* **Your task**: Pictures should be excluded; otherwise, copy every entry exactly.
════════════════
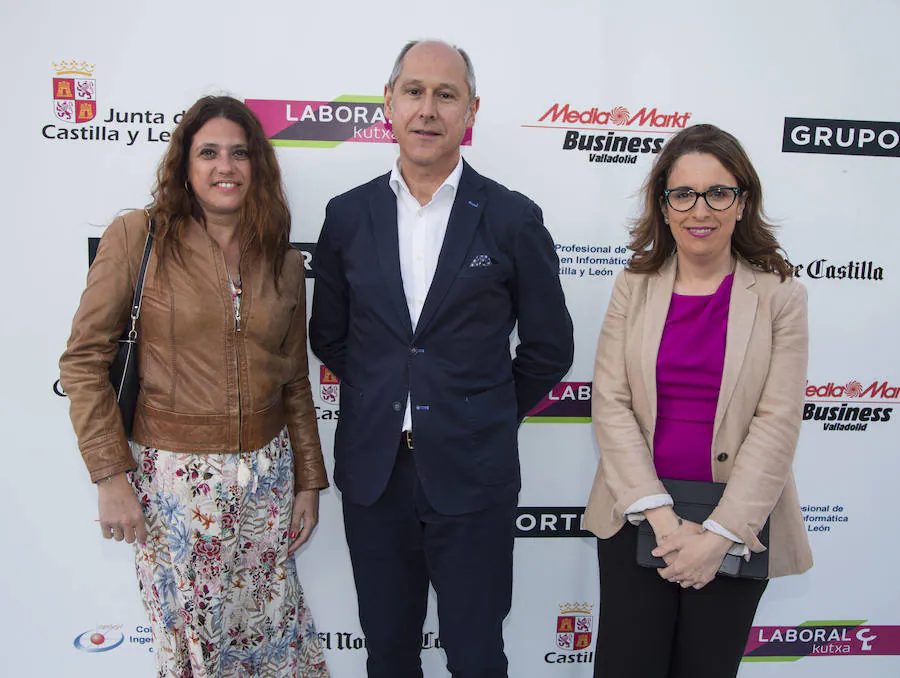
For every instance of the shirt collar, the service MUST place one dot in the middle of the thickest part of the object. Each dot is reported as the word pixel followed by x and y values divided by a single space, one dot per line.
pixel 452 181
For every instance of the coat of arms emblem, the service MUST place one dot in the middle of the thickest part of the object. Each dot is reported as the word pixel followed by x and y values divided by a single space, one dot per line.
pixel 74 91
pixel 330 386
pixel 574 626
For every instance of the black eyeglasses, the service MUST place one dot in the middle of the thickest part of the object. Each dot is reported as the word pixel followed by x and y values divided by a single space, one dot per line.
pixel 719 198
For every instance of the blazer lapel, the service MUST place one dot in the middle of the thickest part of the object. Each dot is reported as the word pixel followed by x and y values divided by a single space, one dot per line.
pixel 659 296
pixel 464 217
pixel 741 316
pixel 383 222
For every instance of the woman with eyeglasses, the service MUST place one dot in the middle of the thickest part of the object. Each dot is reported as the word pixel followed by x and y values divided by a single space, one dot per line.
════════════════
* **Completed task**:
For every instance of the shirt collar, the service MUST place one dot in the middle of the thickest part of the object. Each dot is reported as the word pixel followed by x and y values divided by a single space, one dot per line.
pixel 452 181
For every instance of the coat of arms emblem, the service MUST place one dot in the middle of the thickest part of the object. Each dot is reported as the word pixel followed by x and y values divided by a single space, one dot per line.
pixel 74 91
pixel 330 386
pixel 574 626
For every instance of the black eyeglasses, the service MUST place one dot in the middle of the thickest part of the object. Each dot is reported as the word pixel followed by x and y values divided by a single space, one dot per line.
pixel 719 198
For every instance of the blazer lapel, the service MUST place one dot in the middle of the thickest part of the object. Each dot is reported as the word pixel followed by x and y values divided by a single space, one dot per line.
pixel 659 296
pixel 464 217
pixel 741 316
pixel 383 222
For every instance of the woman with eyeglasses, the service MUST place one dot in the middle of the thickest part of the object. Each dot is reported as the word pixel followed by x and y values divided by a single space, one dot per line.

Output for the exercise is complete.